WHAT IS ASKED
Please identify each line in the listing below that contains the word "distant" and copy those lines out.

━━ DATA PROVIDED ━━

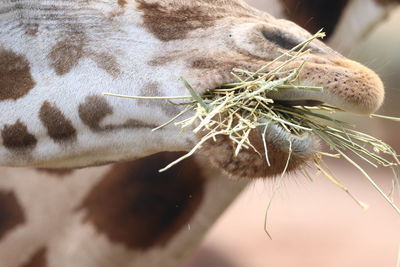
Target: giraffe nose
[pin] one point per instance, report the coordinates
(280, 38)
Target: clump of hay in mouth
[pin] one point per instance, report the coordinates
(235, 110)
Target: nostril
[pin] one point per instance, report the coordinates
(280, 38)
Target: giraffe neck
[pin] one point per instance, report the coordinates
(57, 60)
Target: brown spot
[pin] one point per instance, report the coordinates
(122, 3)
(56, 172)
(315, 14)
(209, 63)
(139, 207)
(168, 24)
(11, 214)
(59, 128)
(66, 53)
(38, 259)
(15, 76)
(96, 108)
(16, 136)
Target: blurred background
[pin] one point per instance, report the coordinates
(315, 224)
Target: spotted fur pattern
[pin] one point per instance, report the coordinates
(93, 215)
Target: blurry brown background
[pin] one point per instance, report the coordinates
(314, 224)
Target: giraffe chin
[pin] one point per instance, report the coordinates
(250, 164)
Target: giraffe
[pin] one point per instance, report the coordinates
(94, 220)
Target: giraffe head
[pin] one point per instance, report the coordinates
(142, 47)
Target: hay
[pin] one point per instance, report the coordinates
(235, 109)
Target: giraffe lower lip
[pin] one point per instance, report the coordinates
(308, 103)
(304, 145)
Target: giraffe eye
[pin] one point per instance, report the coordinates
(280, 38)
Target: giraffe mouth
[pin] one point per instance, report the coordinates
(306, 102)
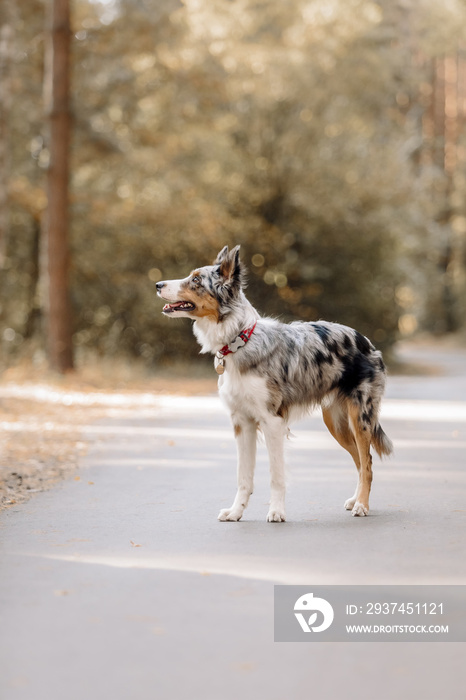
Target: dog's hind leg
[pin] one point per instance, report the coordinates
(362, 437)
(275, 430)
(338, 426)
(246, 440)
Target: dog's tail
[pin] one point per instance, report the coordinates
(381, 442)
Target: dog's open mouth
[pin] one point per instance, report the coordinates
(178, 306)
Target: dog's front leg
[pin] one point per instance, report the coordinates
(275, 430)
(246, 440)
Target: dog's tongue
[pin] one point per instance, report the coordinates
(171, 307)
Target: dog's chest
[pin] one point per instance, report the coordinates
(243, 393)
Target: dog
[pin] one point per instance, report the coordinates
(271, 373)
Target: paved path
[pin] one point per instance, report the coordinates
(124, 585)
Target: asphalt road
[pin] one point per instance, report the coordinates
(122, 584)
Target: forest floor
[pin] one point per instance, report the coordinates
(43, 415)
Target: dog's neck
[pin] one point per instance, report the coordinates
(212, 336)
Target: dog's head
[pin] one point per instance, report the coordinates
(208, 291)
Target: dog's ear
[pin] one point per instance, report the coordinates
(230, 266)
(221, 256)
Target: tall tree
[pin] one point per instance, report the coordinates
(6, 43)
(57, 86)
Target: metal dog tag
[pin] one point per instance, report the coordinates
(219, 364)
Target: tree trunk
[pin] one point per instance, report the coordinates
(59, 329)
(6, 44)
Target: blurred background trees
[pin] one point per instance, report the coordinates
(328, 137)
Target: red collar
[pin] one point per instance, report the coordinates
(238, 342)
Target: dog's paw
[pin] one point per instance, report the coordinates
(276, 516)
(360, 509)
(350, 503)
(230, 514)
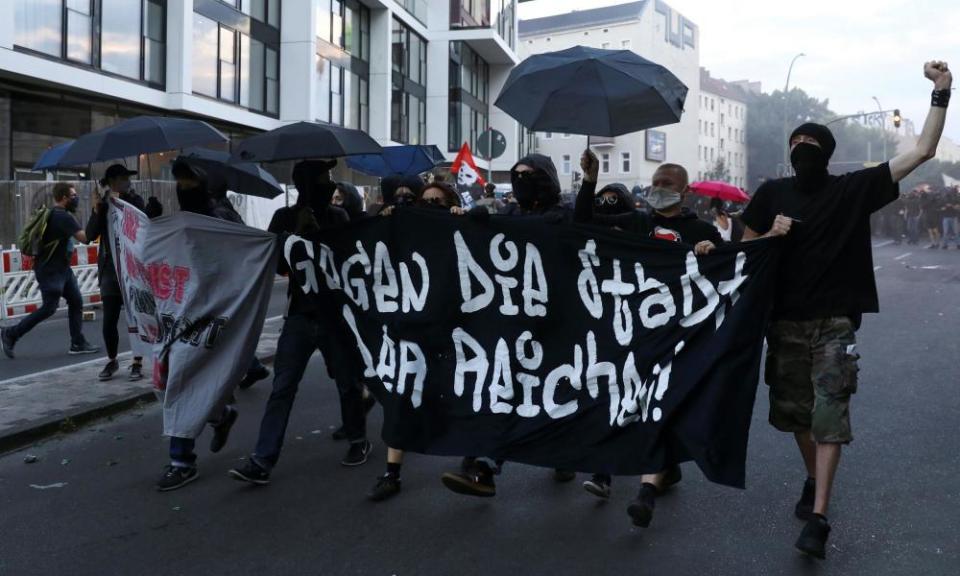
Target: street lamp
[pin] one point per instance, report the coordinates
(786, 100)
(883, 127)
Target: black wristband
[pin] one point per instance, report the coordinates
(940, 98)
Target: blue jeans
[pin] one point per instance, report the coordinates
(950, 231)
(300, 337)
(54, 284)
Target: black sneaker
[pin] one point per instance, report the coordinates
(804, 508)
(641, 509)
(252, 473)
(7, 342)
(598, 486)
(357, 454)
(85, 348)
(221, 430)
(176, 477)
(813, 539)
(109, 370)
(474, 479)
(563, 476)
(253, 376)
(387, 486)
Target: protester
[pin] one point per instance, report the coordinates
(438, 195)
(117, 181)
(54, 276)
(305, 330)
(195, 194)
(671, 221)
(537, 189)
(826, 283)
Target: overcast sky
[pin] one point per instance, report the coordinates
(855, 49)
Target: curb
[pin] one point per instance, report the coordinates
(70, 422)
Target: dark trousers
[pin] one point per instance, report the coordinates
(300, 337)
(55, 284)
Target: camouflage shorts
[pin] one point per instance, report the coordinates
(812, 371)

━━━
━━ DATA PROVIDED ━━

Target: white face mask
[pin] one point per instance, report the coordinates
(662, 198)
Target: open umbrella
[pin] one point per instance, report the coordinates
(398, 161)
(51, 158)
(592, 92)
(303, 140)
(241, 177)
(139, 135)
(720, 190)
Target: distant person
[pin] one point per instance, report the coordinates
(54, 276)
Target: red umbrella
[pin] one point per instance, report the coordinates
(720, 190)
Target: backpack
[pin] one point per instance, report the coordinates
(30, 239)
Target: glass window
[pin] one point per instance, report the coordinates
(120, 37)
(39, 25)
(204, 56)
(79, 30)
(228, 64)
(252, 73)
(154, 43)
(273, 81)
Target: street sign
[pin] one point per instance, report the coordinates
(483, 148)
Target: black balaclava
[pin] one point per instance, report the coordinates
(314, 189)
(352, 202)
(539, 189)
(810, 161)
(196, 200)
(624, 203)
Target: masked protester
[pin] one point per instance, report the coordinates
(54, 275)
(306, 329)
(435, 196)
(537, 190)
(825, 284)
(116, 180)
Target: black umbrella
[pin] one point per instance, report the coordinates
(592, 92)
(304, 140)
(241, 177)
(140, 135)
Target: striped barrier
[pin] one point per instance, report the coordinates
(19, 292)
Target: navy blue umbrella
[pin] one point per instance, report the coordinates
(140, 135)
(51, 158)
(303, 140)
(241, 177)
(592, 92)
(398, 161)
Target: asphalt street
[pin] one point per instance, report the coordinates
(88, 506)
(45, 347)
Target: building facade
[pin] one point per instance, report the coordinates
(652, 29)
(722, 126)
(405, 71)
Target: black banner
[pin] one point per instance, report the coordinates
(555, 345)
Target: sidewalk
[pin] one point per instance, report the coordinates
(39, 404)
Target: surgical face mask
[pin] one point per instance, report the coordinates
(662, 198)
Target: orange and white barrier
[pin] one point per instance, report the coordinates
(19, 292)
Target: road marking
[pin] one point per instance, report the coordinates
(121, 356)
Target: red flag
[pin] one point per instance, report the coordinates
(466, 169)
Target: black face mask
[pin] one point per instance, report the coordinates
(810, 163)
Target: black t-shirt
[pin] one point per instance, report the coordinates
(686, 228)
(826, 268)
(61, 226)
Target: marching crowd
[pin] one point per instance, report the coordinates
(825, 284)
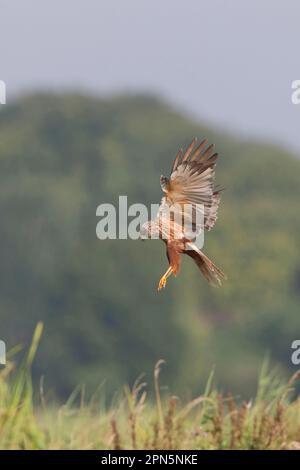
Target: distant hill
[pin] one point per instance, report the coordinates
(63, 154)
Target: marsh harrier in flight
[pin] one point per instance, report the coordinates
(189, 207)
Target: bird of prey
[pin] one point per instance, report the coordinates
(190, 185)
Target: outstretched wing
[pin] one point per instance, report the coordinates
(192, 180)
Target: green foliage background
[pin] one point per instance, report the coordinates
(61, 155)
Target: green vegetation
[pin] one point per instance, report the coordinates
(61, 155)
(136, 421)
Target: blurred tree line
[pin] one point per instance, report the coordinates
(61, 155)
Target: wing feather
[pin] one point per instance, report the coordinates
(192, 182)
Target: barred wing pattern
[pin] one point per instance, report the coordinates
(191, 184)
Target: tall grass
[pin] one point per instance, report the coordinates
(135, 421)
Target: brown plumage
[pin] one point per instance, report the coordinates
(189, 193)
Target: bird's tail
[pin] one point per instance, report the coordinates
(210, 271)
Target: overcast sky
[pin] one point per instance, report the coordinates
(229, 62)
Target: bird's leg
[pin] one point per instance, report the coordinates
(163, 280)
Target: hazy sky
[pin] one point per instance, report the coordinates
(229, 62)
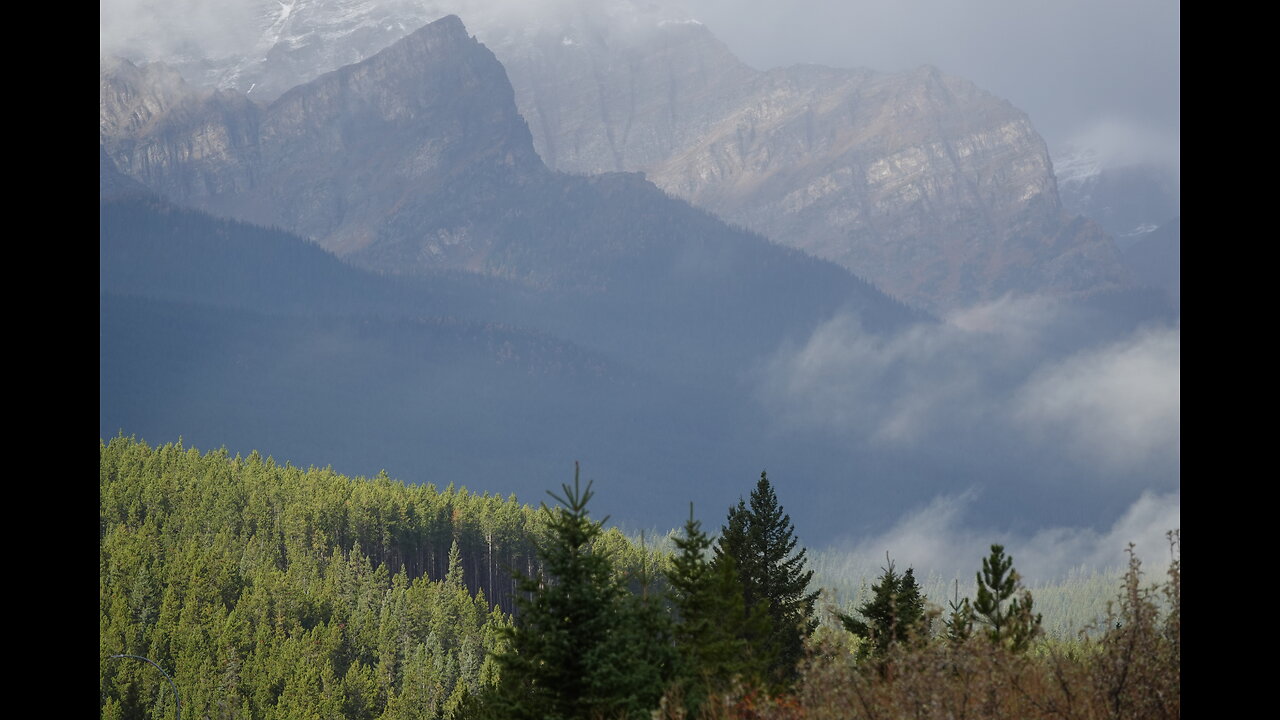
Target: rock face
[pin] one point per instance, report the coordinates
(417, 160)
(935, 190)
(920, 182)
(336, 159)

━━━

FULL SOLUTION
Target: distant person
Target: distant hill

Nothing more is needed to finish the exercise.